AUFGABEN
a: Schreiben Sie den Abschnitt des Artikels über Hammadis Geständnis neu, der mit den Worten "Gestern morgen gestand" beginnt und mit "Wochen freigelassen worden." endet. Ersetzen Sie dabei "Entführung" durch "Kaperung".
b: Beantworten Sie anhand des Artikels über Hammadis Geständnis die folgenden Fragen:
(i) Vor welchem Gericht legte Hammadi sein Geständnis ab?
(ii) Als wer wird Hammadi im Artikel bezeichnet?
(iii) Zwischen welchen beiden Städten wurden die Menschen mehrmals hin- und hergeflogen?
c: Setzen Sie den Artikel über Hammadis Geständnis nach seinem letzten Satz fort.

Hammadi gesteht Flugzeugentführung

Gestern morgen gestand Muhamad Ali Hammadi vor dem Frankfurter Landgericht seine Beteiligung an der Entführung einer TWA-Maschine im Sommer 1985  ■  Aus Frankfurt Heide Platen

Seit gestern morgen liegt es vor: das Geständnis des Libanesen Muhamad Ali Hammadi, an der Entführung der TWA -Maschine am 14.Juni 1987 von Athen nach Rom beteiligt gewesen zu sein. Damals waren 152 Menschen mehrmals zwischen Beirut und Algier hin- und hergeflogen und dann im Zeitraum von zwei Wochen freigelassen worden.

BEREITGESTELLTES MATERIAL

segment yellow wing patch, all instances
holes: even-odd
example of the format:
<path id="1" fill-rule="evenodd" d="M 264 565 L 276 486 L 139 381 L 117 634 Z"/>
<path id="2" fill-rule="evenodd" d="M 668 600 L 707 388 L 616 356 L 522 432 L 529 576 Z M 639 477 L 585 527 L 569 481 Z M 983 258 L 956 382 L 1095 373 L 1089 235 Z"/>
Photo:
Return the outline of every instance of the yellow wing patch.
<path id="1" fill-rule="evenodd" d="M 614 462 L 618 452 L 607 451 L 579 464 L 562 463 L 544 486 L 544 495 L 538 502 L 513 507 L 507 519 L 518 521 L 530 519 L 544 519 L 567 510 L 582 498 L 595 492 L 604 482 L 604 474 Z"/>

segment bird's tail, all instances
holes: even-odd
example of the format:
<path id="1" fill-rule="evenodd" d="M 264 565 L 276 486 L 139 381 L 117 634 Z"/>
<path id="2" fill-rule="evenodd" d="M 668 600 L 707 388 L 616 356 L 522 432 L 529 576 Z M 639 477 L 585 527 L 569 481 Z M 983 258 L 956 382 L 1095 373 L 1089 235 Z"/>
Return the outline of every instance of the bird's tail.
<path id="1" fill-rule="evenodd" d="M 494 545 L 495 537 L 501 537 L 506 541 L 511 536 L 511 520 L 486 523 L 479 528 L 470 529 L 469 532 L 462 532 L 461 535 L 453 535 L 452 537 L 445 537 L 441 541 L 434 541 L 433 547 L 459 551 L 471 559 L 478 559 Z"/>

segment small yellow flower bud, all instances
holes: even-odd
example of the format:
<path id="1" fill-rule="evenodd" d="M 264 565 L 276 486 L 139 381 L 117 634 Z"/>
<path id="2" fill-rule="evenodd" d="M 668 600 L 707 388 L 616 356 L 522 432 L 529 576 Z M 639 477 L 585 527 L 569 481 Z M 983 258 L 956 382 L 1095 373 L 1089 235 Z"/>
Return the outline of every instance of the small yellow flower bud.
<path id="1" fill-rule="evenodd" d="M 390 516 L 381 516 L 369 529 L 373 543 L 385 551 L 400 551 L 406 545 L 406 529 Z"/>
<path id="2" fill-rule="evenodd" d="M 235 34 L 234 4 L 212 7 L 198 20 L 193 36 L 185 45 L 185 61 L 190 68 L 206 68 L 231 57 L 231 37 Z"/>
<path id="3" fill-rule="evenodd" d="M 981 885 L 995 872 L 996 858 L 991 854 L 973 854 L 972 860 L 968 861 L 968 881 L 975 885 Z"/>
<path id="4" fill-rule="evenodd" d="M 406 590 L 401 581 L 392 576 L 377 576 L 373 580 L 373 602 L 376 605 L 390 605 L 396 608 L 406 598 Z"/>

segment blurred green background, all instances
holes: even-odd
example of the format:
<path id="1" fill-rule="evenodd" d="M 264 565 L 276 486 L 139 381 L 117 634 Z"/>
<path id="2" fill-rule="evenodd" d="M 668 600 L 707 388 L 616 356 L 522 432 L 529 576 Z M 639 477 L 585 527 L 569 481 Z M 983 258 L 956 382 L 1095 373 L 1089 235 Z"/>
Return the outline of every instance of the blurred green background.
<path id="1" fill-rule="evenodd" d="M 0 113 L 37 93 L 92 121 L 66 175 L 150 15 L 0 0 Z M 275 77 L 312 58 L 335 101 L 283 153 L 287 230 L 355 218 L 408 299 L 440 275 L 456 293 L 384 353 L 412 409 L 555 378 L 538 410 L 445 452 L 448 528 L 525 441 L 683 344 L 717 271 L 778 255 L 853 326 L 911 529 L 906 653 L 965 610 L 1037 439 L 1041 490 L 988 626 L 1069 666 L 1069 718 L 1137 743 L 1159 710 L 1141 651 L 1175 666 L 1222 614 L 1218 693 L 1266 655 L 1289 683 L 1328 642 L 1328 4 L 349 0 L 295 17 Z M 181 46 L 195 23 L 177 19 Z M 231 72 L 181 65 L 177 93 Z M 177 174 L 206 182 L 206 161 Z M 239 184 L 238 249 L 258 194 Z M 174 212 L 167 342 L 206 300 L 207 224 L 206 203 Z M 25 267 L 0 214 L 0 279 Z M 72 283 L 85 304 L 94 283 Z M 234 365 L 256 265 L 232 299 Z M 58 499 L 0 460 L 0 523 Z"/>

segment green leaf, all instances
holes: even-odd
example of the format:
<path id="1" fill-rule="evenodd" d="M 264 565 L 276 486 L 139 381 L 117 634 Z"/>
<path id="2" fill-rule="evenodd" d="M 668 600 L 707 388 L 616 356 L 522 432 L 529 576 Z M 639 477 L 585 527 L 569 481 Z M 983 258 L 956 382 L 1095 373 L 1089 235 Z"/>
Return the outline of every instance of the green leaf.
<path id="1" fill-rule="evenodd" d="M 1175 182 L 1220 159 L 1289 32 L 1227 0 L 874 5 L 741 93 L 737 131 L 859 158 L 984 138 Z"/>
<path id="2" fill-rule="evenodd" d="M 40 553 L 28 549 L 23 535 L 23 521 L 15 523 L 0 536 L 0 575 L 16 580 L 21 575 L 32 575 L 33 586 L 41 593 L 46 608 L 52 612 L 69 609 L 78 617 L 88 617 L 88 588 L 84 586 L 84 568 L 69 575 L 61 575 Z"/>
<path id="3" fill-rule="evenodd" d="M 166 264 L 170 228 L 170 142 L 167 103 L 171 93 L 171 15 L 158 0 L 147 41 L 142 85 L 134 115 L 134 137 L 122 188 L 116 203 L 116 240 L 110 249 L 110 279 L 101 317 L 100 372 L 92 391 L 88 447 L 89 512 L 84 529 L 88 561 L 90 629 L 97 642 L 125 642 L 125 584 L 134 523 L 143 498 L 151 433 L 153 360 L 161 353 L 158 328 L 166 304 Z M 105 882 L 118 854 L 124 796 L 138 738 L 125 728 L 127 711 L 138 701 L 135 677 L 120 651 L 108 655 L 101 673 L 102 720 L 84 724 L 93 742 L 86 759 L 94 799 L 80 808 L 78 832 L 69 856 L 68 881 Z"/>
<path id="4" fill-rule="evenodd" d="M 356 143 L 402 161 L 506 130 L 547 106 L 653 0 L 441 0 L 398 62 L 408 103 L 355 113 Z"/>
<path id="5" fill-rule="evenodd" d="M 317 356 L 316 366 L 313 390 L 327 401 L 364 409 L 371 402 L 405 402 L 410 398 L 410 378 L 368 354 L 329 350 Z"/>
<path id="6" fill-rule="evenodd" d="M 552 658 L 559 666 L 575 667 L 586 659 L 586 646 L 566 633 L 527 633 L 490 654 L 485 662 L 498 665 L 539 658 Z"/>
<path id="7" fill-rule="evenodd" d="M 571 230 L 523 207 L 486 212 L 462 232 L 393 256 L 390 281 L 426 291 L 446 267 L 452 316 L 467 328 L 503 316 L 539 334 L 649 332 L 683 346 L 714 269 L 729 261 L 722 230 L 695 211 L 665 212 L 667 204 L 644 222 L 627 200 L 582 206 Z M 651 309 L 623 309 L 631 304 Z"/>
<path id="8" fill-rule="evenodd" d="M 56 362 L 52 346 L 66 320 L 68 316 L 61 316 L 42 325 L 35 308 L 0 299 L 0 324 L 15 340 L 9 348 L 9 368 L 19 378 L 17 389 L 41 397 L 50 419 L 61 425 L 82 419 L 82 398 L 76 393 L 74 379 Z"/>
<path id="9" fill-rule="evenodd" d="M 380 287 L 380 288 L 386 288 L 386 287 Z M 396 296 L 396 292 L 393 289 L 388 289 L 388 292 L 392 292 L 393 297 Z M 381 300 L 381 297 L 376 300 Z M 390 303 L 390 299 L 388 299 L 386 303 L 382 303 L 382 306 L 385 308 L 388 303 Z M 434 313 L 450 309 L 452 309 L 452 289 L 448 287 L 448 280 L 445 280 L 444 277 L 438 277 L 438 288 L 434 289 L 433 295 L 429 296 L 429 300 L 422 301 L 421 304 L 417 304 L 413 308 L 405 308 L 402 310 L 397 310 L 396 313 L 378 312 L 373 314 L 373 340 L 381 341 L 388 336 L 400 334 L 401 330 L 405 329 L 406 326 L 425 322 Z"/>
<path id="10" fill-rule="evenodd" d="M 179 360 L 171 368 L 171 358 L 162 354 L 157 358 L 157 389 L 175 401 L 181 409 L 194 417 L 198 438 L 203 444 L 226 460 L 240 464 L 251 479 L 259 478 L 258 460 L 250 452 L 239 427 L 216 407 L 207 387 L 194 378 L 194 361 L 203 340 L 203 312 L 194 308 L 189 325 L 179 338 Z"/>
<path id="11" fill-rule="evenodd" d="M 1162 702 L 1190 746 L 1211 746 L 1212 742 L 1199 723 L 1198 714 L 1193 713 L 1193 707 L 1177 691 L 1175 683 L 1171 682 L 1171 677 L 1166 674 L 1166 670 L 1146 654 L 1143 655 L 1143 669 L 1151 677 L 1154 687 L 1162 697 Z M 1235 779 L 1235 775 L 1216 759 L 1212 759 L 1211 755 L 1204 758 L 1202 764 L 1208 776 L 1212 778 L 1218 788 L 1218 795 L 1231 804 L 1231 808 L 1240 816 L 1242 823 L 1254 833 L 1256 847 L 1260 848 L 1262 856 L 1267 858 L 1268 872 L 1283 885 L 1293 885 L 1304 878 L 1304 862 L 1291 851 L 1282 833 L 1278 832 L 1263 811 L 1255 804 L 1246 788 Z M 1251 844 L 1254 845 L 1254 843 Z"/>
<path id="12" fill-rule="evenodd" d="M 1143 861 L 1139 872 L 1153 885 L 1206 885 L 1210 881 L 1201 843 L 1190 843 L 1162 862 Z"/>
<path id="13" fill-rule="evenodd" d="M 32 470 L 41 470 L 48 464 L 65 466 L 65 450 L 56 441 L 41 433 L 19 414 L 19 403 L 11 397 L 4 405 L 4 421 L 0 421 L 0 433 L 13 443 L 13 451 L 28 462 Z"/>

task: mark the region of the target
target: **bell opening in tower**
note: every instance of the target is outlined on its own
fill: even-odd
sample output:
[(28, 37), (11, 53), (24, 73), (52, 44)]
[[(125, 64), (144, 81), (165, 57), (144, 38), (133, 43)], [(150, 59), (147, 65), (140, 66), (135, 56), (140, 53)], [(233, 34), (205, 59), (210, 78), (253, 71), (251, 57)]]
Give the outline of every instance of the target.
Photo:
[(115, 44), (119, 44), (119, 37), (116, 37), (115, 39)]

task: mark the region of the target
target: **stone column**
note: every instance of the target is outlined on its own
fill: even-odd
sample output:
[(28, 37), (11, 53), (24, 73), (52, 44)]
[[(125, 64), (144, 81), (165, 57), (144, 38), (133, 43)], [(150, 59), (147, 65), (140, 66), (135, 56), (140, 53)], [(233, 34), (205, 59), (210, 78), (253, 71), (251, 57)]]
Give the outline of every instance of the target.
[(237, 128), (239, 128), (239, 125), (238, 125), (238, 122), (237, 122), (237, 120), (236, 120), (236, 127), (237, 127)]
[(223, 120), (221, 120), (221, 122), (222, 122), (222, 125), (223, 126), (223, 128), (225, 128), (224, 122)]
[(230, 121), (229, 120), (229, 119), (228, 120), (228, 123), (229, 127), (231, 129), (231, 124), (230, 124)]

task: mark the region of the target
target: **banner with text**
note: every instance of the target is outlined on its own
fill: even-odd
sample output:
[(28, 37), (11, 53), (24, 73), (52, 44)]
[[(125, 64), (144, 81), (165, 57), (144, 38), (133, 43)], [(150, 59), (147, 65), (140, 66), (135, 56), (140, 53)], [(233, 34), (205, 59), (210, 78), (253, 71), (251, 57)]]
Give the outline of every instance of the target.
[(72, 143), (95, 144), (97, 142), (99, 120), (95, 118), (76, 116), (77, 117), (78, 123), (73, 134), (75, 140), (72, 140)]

LÖSUNGEN
a:
Gestern morgen gestand Muhamad Ali Hammadi vor dem Frankfurter Landgericht seine Beteiligung an der Kaperung einer TWA-Maschine im Sommer 1985  ■  Aus Frankfurt Heide Platen

Seit gestern morgen liegt es vor: das Geständnis des Libanesen Muhamad Ali Hammadi, an der Kaperung der TWA -Maschine am 14.Juni 1987 von Athen nach Rom beteiligt gewesen zu sein. Damals waren 152 Menschen mehrmals zwischen Beirut und Algier hin- und hergeflogen und dann im Zeitraum von zwei Wochen freigelassen worden.

b:
(i) Vor dem Frankfurter Landgericht.
(ii) Als Libanese.
(iii) Zwischen Beirut und Algier.

c:
Nachdem in den vergangenen Wochen ein falsches, von Hammadi nicht unterschriebenes Geständnis für Verwirrung gesorgt hatte, das seine früheren Anwälte eingereicht hatten, überraschte er das Frankfurter Landgericht jetzt mit einer einstündigen Erklärung. Danach sei er im Sommer 1987 einer der zwei Entführer der Boing 727 gewesen. Ein dritter Mann hatte den Abflug verpaßt. Er habe allerdings nicht das Kommando gehabt. Auch den ihm zur Last gelegten tödlichen Schuß auf einen amerikanischen Passagier, den Marinetaucher Robert Stethem, habe er nicht abgegeben. Das gehe auf das Konto seines Komplizen, dessen Namen er allerdings nicht nennen wollte. Er habe versucht, ihn davon abzuhalten, weil sie „von den Verantwortlichen“ aus Beirut den ausdrücklichen Befehl gehabt hätten, bei der Aktion niemanden zu töten. Bisher hatte Hammadi in einem Teilgeständnis nur zugegeben, Sprengstoff in die Bundesrepublik geschmuggelt zu haben.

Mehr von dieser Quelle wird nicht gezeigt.